**What you need to do:** Please put the data below, from the line with "shoreline in the photo above." to the line with "(1389, 662)", into a Markdown table with the columns Row and Line, numbering each row and leaving out blank lines.

-- start of Material shown --

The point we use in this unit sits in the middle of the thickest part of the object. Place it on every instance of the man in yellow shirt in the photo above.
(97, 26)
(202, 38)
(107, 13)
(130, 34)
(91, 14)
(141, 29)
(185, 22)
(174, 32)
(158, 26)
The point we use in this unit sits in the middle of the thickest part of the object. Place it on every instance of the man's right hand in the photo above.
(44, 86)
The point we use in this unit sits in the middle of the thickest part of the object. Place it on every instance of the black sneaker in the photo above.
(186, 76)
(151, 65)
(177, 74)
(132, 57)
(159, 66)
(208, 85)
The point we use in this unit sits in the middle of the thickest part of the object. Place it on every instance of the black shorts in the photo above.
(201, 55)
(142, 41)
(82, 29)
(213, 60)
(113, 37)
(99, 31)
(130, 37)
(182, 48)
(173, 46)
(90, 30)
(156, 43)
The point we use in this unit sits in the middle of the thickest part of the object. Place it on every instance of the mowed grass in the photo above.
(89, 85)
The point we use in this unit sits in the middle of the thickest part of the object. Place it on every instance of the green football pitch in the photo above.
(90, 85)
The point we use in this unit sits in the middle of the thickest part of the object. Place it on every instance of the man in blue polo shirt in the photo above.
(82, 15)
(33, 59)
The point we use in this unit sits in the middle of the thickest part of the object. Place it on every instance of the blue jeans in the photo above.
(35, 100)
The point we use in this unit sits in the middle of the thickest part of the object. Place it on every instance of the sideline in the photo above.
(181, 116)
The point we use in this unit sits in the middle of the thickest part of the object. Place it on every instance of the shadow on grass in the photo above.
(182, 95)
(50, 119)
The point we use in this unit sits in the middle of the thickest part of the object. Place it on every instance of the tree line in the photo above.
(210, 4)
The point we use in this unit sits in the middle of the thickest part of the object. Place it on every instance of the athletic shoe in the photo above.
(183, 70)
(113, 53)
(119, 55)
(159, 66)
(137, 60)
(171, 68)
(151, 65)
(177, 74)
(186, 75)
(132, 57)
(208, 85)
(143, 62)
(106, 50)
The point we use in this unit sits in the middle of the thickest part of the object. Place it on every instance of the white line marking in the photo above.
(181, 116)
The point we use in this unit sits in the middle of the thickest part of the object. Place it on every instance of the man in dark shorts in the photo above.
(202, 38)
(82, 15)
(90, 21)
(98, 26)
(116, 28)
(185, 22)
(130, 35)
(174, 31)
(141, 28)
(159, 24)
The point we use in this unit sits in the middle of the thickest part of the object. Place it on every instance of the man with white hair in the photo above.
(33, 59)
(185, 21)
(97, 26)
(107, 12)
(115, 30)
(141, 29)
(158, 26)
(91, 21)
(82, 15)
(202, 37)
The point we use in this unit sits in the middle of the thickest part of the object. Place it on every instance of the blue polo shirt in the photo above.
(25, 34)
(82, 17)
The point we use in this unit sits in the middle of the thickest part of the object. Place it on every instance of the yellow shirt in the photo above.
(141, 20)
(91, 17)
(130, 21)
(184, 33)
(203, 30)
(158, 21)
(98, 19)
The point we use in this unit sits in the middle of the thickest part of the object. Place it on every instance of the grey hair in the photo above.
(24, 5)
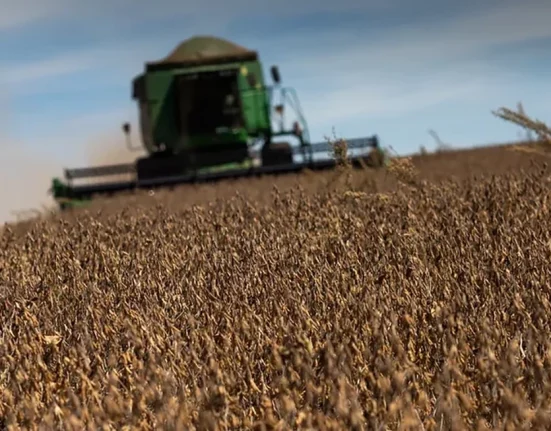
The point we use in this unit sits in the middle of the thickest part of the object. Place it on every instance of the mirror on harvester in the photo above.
(275, 74)
(251, 79)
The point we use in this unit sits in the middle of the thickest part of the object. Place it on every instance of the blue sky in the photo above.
(392, 67)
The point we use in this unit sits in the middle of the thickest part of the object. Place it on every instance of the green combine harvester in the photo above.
(206, 114)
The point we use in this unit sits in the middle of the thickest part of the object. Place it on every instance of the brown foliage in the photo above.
(324, 306)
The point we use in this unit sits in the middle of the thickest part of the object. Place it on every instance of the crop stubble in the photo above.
(424, 305)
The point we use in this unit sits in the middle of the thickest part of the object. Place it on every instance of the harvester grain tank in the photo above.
(206, 114)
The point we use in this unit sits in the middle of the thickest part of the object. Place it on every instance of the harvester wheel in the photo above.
(277, 153)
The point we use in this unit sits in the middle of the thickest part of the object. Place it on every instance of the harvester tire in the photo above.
(277, 153)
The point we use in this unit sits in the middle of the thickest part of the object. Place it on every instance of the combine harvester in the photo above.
(206, 114)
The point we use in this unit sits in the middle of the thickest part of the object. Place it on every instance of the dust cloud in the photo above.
(26, 178)
(27, 175)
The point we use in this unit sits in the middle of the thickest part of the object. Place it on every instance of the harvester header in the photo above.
(206, 114)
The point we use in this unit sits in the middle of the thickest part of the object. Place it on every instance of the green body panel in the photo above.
(161, 105)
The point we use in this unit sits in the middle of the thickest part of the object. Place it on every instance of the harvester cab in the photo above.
(206, 113)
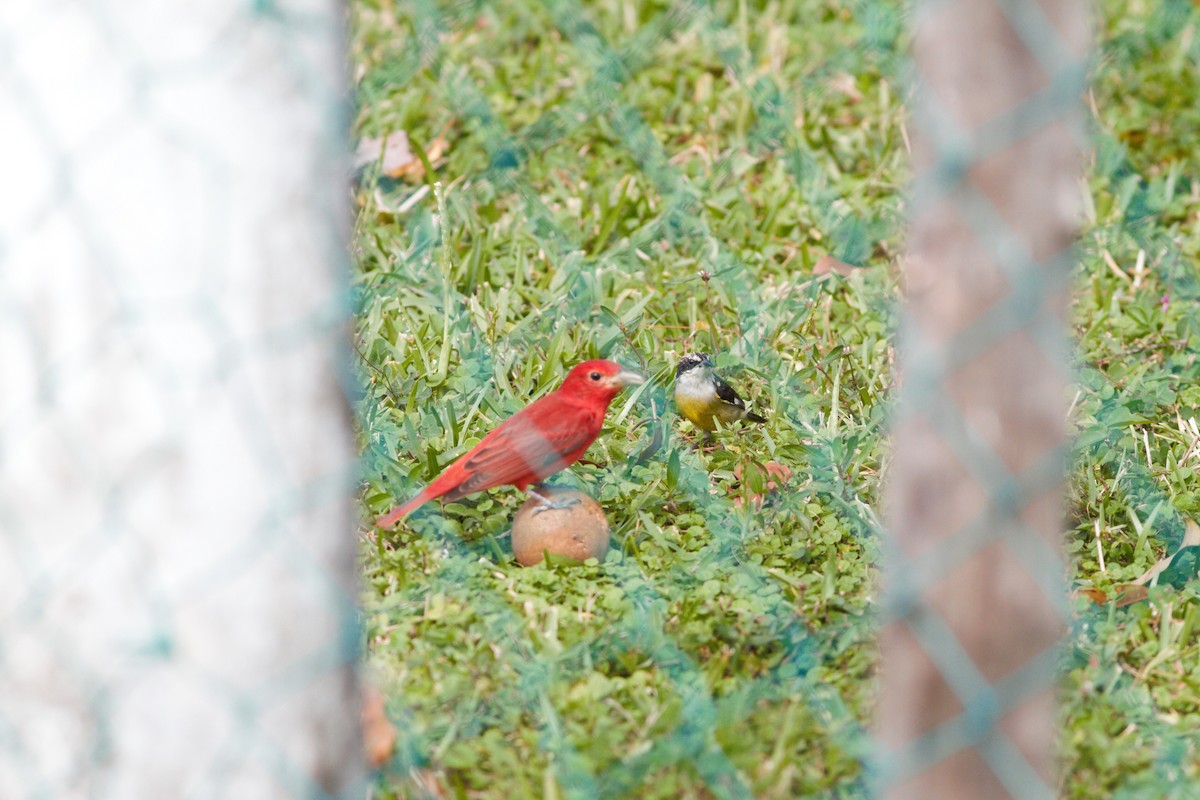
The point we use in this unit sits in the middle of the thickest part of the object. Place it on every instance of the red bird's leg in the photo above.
(546, 504)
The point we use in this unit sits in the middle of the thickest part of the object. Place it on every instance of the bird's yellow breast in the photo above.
(705, 411)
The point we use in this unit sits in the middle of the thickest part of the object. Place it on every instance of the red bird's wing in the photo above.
(539, 441)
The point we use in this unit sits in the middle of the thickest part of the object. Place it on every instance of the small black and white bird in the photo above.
(703, 398)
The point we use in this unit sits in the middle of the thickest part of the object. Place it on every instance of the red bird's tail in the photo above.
(394, 516)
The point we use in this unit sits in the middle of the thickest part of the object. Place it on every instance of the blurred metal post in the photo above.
(177, 557)
(973, 589)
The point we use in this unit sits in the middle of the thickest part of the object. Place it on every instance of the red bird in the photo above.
(547, 435)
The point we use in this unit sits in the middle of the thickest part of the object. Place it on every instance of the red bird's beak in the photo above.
(625, 378)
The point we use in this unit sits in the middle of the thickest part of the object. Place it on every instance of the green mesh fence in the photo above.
(565, 197)
(479, 293)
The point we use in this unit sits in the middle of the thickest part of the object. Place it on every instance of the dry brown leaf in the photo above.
(827, 264)
(399, 158)
(1093, 594)
(1127, 594)
(1191, 539)
(378, 732)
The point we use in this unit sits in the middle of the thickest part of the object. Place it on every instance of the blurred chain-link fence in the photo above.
(178, 602)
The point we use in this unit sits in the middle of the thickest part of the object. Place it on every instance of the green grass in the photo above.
(636, 181)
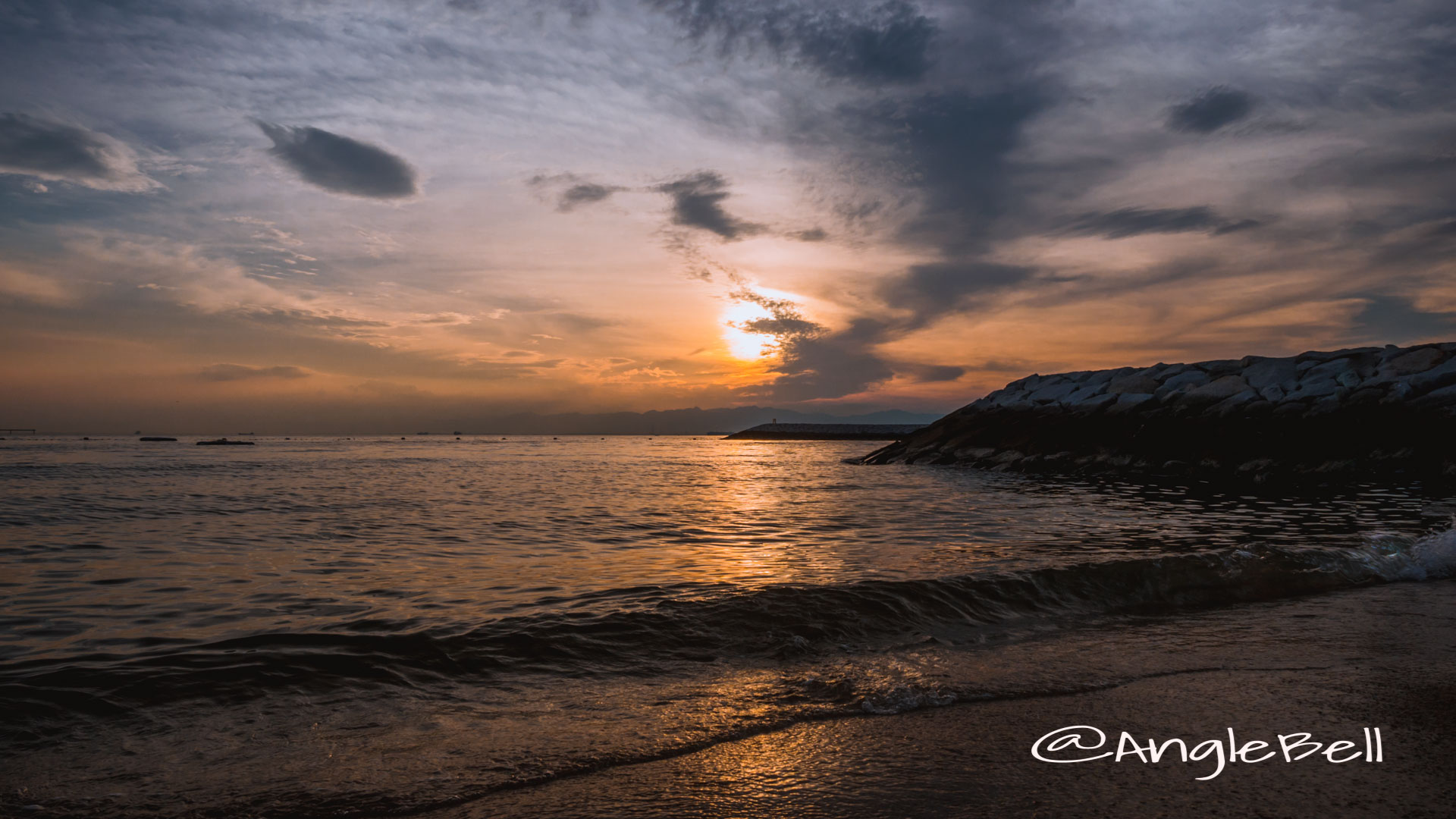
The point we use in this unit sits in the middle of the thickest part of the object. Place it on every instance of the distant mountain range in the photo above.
(677, 422)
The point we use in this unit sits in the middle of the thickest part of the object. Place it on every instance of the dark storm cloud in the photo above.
(1210, 110)
(240, 372)
(833, 365)
(930, 290)
(949, 150)
(1136, 222)
(698, 203)
(1397, 321)
(952, 150)
(55, 150)
(341, 165)
(585, 193)
(934, 373)
(884, 42)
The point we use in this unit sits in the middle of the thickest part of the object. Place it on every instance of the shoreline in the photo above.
(973, 758)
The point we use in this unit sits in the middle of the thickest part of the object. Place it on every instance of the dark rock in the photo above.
(1341, 413)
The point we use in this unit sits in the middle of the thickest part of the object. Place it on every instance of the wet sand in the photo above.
(1389, 662)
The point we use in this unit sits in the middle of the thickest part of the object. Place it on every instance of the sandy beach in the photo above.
(1370, 657)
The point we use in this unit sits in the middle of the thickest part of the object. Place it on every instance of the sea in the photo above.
(378, 626)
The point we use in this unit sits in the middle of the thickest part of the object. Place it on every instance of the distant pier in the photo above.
(827, 431)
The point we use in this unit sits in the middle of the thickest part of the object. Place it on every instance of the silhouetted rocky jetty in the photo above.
(1367, 411)
(827, 431)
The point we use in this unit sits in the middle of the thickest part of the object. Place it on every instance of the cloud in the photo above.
(698, 203)
(930, 290)
(1391, 319)
(69, 153)
(1210, 110)
(883, 42)
(932, 373)
(1136, 222)
(243, 372)
(341, 165)
(584, 193)
(573, 191)
(951, 149)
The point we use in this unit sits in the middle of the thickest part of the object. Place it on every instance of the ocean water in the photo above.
(375, 626)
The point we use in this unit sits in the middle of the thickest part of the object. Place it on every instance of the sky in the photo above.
(316, 215)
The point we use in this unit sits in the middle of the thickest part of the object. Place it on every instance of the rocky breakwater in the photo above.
(1367, 411)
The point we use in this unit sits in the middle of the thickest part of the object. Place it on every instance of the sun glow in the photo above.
(742, 343)
(746, 344)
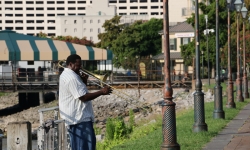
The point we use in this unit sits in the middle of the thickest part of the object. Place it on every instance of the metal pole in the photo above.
(230, 94)
(208, 67)
(246, 93)
(218, 109)
(199, 114)
(168, 106)
(238, 80)
(202, 65)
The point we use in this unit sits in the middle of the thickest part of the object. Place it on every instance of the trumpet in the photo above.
(102, 79)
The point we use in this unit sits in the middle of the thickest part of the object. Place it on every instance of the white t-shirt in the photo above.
(71, 108)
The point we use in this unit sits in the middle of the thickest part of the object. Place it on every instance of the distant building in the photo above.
(90, 26)
(31, 17)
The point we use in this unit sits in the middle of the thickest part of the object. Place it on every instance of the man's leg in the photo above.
(82, 136)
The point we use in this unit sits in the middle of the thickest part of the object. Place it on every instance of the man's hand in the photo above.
(84, 77)
(106, 90)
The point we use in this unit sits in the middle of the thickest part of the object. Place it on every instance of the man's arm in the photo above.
(92, 96)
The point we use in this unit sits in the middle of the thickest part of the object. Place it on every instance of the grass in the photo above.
(149, 137)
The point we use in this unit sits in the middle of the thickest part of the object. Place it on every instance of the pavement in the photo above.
(235, 136)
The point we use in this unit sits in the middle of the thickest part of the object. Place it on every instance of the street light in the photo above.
(230, 94)
(238, 5)
(206, 32)
(199, 113)
(168, 106)
(245, 81)
(218, 106)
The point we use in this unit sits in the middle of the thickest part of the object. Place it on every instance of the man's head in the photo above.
(74, 62)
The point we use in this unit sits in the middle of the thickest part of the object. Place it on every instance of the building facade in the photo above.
(31, 17)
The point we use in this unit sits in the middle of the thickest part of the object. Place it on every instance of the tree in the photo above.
(130, 40)
(112, 29)
(188, 50)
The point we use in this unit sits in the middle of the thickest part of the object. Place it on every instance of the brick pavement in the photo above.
(235, 136)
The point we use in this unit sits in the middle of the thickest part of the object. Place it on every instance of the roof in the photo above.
(173, 56)
(180, 27)
(16, 47)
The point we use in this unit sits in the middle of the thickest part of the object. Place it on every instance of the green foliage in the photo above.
(137, 39)
(188, 50)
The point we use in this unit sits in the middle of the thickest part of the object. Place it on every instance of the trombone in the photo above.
(101, 78)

-- end of Material shown --

**Task output:**
| Row | Line |
|---|---|
| 1 | The point we use in this unit sits in the middle of the thickest part of the object. Place it on every instance of the shoreline in the photo above. |
| 2 | (973, 758) |
| 3 | The point we use in this unit sits in the middle of the thickest part of the object. Place it on every instance of the dark rock in the photo above. |
| 4 | (1341, 413) |
| 5 | The point we use in this unit sits in the middle of the thickest part of the object. Place it on every instance of the wet sand in the photo above. |
| 6 | (1389, 662) |